EXERCISE PROMPT => Copy the lines below word for word, keeping every number and its position unchanged.

INFORMATION SUPPLIED =>
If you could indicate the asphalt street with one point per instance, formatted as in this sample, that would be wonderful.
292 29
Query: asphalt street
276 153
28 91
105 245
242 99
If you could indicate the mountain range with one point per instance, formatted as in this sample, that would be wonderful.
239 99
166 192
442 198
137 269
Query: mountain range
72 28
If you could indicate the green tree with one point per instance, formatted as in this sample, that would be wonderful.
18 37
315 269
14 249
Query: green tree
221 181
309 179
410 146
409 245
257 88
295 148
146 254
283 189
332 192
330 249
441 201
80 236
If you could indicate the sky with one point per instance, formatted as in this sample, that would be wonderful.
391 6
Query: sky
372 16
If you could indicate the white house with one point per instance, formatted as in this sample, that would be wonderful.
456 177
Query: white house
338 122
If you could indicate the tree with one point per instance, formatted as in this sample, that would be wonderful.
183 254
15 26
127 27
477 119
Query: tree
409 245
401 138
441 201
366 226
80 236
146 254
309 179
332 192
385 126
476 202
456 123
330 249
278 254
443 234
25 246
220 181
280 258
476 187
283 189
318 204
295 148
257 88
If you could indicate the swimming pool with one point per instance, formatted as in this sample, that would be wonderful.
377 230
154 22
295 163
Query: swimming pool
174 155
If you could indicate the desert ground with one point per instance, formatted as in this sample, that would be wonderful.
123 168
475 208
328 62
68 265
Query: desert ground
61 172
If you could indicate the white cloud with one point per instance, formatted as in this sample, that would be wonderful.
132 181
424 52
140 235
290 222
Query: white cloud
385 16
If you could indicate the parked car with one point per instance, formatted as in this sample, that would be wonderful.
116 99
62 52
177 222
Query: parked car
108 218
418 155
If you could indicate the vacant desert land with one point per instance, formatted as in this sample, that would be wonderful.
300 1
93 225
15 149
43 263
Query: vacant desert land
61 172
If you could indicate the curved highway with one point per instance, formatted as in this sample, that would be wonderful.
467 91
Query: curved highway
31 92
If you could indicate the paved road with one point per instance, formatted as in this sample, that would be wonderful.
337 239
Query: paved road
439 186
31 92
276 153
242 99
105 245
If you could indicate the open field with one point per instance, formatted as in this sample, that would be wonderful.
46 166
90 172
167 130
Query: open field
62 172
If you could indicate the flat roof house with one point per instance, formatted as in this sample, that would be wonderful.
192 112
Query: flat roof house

WRITTEN SOLUTION =>
If you could indicate the asphalt street with one point per instance, formatted as in this sample, that would be wonderful.
292 29
Query: asphalt street
276 153
28 91
105 245
242 99
If you could indicate the mountain range with one point per instance, formatted as in this sample, that would be wonderful.
239 99
166 192
442 198
137 269
Query: mountain range
72 28
If you could indicate the green tree with one point per instance, formatted as in this sample, that would be wonderful.
18 37
315 269
14 249
Query: green tree
221 181
309 179
410 146
409 245
257 88
295 148
146 254
283 189
332 192
330 249
441 201
80 236
If you could indicate the sky with one point per instance, formatted as in this sample, that would be wonderful.
391 6
Query: sky
372 16
If you could indicate the white house with one point per instance, formatted as in this sample, that would be wonderful.
456 177
Query: white house
338 122
If you could indicate the tree with one point per instance, formatted as in this sample, that would be wonderful.
183 254
15 26
127 27
477 119
Query: tree
409 245
401 138
441 201
366 226
80 236
146 254
309 179
332 192
385 126
476 202
456 123
330 249
278 254
443 234
25 246
220 181
280 258
476 187
283 189
318 204
295 148
257 88
If you could indicate the swimming pool with one point per instance, formatted as in this sample, that would be wonderful.
377 230
154 22
295 163
Query: swimming pool
174 155
If you could indicate the desert ground with one point per instance, formatted as in this sample, that would be wonderful.
123 168
475 208
328 62
68 265
Query: desert ground
61 172
If you could indicate the white cloud with one point per instance, formatted as in this sample, that would be wonderful.
132 181
424 52
140 235
290 222
Query: white cloud
385 16
If you could indicate the parked car with one point per instance, formatted as in this sample, that would be wonderful.
116 99
62 52
177 222
Query: parked car
108 218
418 155
If you could indicate the vacant desert land with one point per instance, formatted as in this sample, that would be wonderful.
300 1
93 225
15 149
43 263
Query: vacant desert land
61 172
If you could indicate the curved highway with one point per instance, formatted as in this sample, that would be wonderful.
467 91
Query: curved highway
31 92
If you could indicate the paved road with one point per instance, formatted as in this sample, that would be wonderful.
337 239
Query: paved road
439 186
31 92
276 153
242 99
105 245
If you could indicate the open field with one point per instance, formatted as in this sample, that would be wonderful.
46 166
90 172
167 130
Query: open field
62 172
If you could indicate the flat roof house with one point per instance, formatted as in this sample, that would be wonderful.
192 112
Query: flat roof house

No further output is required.